Stored data entries:
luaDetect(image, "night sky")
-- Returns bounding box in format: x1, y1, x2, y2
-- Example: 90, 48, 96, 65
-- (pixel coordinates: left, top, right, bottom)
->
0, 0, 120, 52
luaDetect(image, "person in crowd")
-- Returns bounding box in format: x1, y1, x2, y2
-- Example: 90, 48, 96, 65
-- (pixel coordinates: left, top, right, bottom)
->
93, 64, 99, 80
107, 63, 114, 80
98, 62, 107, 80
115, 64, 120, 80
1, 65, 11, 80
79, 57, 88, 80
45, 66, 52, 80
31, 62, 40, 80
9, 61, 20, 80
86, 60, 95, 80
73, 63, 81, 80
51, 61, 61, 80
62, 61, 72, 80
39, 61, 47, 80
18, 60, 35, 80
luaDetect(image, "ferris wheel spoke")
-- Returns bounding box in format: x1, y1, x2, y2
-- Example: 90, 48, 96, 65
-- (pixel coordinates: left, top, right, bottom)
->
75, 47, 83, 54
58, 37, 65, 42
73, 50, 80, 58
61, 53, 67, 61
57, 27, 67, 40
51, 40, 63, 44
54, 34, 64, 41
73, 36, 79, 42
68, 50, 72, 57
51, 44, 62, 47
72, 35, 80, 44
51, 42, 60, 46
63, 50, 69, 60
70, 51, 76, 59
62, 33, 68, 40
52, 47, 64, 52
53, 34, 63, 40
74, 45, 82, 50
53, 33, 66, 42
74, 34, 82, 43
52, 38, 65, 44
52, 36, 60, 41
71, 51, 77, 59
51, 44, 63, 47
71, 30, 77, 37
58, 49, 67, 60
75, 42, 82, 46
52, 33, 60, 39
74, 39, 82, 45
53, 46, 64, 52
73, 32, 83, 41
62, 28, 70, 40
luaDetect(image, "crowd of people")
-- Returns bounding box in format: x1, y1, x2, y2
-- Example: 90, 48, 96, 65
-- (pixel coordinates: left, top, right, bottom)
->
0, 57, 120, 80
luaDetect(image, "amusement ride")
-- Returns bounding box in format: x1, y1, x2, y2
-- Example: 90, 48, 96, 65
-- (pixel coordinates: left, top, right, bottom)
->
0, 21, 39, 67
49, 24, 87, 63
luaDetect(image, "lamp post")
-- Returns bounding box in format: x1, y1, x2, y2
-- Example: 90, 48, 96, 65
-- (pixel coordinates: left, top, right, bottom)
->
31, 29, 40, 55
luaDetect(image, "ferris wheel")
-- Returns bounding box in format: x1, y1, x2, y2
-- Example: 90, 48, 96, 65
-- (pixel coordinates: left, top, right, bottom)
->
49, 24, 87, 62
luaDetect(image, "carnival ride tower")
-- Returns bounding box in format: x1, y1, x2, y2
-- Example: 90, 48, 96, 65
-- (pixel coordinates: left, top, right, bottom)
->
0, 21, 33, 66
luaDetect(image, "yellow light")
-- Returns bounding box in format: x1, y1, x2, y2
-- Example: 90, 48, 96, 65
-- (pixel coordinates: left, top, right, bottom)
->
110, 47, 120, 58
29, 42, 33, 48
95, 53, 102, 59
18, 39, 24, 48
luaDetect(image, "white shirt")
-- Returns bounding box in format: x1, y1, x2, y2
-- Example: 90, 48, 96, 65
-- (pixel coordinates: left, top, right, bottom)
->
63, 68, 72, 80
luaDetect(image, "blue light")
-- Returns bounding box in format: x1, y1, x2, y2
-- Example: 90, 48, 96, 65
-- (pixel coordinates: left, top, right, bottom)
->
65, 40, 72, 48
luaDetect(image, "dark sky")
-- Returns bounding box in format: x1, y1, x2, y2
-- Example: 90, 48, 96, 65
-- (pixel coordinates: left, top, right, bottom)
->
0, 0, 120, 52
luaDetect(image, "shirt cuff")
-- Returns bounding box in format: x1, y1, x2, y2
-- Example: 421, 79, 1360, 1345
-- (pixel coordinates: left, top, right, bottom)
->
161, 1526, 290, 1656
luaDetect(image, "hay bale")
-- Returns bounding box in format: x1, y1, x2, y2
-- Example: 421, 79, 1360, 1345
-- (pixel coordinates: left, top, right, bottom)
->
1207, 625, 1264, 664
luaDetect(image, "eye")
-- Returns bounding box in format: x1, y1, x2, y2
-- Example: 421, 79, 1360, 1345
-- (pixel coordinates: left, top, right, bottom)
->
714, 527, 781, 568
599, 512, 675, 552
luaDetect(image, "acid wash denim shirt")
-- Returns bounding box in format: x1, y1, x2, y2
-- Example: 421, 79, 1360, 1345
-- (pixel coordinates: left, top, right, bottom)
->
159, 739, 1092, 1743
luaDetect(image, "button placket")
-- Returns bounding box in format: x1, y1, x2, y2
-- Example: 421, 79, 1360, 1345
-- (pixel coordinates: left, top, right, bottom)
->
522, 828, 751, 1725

PROBLEM DETAILS: The result is a copy of every line above where the word "ride" shows up.

SOLUTION:
luaDetect(image, "amusement ride")
luaDetect(image, "carnival ride tower")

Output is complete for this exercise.